STATED EXERCISE:
Set the listing down unchanged, minus every embedded image.

Object location annotation data:
------------------------------

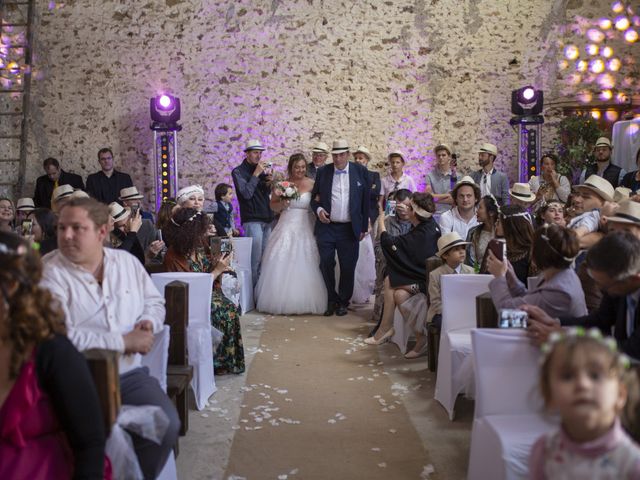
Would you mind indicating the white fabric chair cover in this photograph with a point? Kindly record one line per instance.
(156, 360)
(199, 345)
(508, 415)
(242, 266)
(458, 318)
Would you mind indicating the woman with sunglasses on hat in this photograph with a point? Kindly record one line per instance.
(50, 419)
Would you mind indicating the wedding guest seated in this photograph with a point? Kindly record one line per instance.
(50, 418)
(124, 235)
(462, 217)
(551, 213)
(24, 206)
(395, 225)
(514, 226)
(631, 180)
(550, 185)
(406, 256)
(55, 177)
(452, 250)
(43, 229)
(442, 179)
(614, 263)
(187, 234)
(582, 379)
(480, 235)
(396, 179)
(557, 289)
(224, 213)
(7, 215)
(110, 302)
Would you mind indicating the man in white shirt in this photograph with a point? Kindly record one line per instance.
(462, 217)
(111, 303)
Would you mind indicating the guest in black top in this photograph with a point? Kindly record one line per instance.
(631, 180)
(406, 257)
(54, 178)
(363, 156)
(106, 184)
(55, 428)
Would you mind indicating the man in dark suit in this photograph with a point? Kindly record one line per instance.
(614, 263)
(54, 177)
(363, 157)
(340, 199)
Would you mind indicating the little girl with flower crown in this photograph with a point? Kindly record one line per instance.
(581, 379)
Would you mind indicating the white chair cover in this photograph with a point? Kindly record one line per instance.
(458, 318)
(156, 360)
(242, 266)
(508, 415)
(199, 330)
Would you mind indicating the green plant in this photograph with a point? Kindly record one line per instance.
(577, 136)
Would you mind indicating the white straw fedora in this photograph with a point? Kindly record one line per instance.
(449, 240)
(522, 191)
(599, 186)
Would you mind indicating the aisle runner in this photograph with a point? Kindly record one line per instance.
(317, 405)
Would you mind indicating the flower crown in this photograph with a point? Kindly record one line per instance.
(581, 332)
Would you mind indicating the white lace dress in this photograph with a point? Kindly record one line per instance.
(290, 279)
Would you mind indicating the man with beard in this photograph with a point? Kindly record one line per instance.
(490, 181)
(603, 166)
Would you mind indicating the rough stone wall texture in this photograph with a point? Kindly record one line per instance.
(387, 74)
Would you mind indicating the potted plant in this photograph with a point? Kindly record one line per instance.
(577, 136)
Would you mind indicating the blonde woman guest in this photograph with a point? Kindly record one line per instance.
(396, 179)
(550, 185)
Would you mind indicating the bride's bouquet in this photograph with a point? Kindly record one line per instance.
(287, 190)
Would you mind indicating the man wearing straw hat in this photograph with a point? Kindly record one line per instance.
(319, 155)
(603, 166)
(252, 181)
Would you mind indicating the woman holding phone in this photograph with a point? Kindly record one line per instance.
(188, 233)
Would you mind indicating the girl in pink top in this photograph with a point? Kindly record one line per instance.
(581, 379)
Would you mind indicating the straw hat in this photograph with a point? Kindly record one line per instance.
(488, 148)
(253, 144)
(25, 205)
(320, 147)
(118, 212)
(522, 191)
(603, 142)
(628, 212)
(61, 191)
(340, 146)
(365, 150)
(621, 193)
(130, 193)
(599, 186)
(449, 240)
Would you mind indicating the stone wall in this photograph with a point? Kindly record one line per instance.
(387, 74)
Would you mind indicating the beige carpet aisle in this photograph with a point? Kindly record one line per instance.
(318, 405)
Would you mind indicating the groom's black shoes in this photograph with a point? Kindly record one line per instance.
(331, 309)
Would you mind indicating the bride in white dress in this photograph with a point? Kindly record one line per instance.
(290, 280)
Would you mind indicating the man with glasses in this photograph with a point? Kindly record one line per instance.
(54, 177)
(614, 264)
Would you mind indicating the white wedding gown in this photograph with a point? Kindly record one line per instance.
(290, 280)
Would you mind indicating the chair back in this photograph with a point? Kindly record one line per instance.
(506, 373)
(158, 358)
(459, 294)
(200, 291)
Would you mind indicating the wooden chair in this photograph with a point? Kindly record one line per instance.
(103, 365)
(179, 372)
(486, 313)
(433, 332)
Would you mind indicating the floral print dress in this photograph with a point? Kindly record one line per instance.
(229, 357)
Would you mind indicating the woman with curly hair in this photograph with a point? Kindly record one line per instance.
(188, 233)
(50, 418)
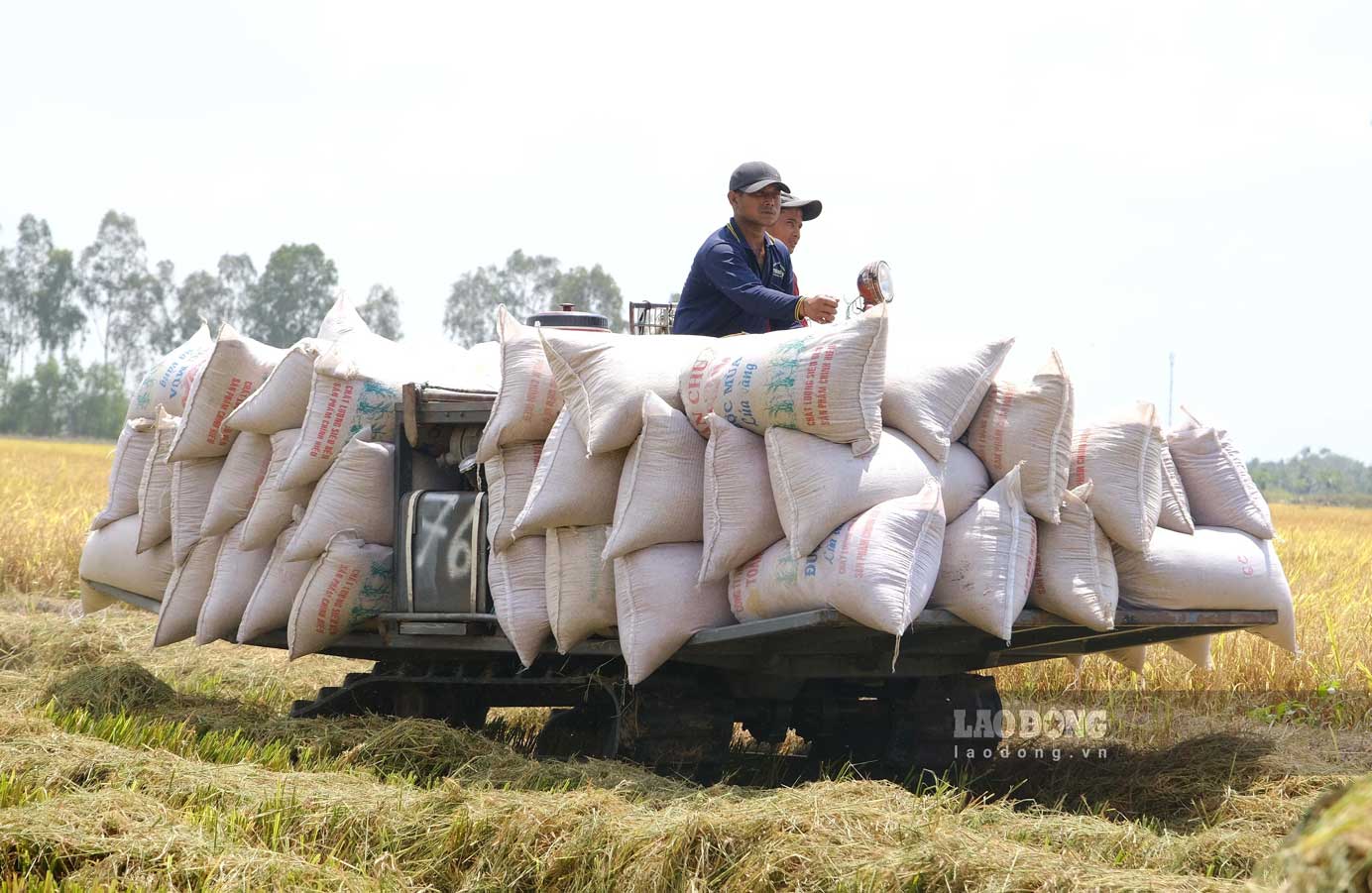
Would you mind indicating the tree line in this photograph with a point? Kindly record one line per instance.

------------------------------

EXERCISE RESULT:
Would you mind indicating the white fabric chair cover in this photograph with a point? Kindly record one line per instance.
(156, 360)
(199, 345)
(508, 415)
(242, 266)
(458, 318)
Would you mind indicating the woman with sunglasses on hat in this photograph with a point? Kindly record one line per instance.
(50, 419)
Would you mind indicating the wedding guest seated in this photograph with a point? Kindly record one line per instance.
(50, 418)
(124, 235)
(462, 217)
(551, 213)
(24, 206)
(395, 225)
(514, 226)
(631, 180)
(550, 185)
(406, 256)
(55, 177)
(452, 250)
(43, 229)
(442, 179)
(614, 263)
(187, 234)
(582, 379)
(480, 235)
(396, 179)
(557, 289)
(224, 213)
(7, 215)
(110, 302)
Would you mind indicating the man in white shirt in this photograph with a point? Kindly record one line per instance.
(462, 217)
(111, 303)
Would you mind indicating the guest in black top in this photograph with a point? Kindly record one line per instance.
(631, 180)
(406, 257)
(54, 178)
(363, 156)
(106, 184)
(55, 428)
Would you mind indicating the man in dark suit in this photograph with a point? Kindly record one line per instance.
(614, 263)
(54, 177)
(363, 157)
(340, 199)
Would you mind indicating the little girl with flower crown in this photograph with a point? Kindly record one line per instance.
(581, 379)
Would you mind indicating the white chair cover in this photograph with a point? Kindly record one line per instance.
(458, 318)
(156, 360)
(242, 266)
(508, 415)
(199, 330)
Would you mind indicating the green plant in this photograph with a point? Kindly record one line per instance.
(577, 136)
Would you mind indicating the white straw fedora in this photograph with a point? Kindly record one line per instance.
(449, 240)
(522, 191)
(599, 186)
Would you mind indicating the aisle runner in this photograph with a point? Kindly record one line per instance.
(317, 405)
Would you mind indicating the flower crown in this photograph with a point? Kindly record one line per instance.
(581, 332)
Would you mind indicating the white lace dress in this photograph with a point? Kindly record one line per instance.
(290, 279)
Would you mind indicating the man with beard in this photograph with a point? Kindly record one line per instance.
(490, 181)
(603, 166)
Would you mind indicating the rough stone wall texture in this photograph with a point? Kindly record one line per instance.
(387, 74)
Would you mind indicating the potted plant in this photograph with a point? Kindly record one line per instance.
(577, 136)
Would you mind indicating the blonde woman guest in this photograph with a point? Kindly record one line per instance.
(396, 179)
(550, 185)
Would you mind indicating the bride's bouquet in this photograph with a point? Kindly record one line per instance.
(287, 190)
Would you mind indicating the man wearing straw hat in this photograph with a point? Kindly record one line per instance.
(319, 155)
(603, 166)
(252, 181)
Would you mind indicating the woman holding phone in this photograph with a point? Kindly record one line per instance.
(188, 233)
Would you mind indicating the girl in pink top in this photograph with a point? Kindly record one line per instance.
(581, 379)
Would you mind indicating the straw hat in this photograph with a point? Kindly record one line per instance.
(488, 148)
(253, 144)
(25, 205)
(320, 147)
(118, 212)
(522, 191)
(603, 142)
(628, 212)
(61, 191)
(340, 146)
(365, 150)
(621, 193)
(130, 193)
(599, 186)
(449, 240)
Would you mind indicating the stone wall in this photograph with a point? Kindly record one line per instance.
(387, 74)
Would you mind indicating the beige carpet aisle in this photograph with a point? Kindly record one line per instance.
(318, 405)
Would you mind indicating the groom's black shoes in this photograph with a point? Kindly record one line per instance.
(331, 309)
Would you mind indicating the bride in white dress in this photograph with a point? Kindly record one line per instance.
(290, 280)
Would you mind indicating the man with glasses in this photograph with a point? Kindly record one line per instance.
(54, 177)
(614, 264)
Would you mind indicating the white wedding gown in this photograph with a point? Kindly record one line per instance.
(290, 280)
Would you mind indicating the chair back in this photograph with a point? Kindly record one line per instance.
(506, 373)
(158, 358)
(459, 294)
(200, 291)
Would you mind indicating the wooden chair in this photograph with a point? Kindly record one line per instance.
(103, 365)
(179, 372)
(486, 313)
(433, 332)
Would you mind indicating the floral print dress in this photograph with a point? Kindly record one line per instance.
(229, 357)
Would you mind indicating the woman with curly hair in this photograph with a point? Kindly record one line per instance.
(188, 233)
(50, 418)
Would you mind indicating the tree line in this photograph with a point? Kindly record one line per instance.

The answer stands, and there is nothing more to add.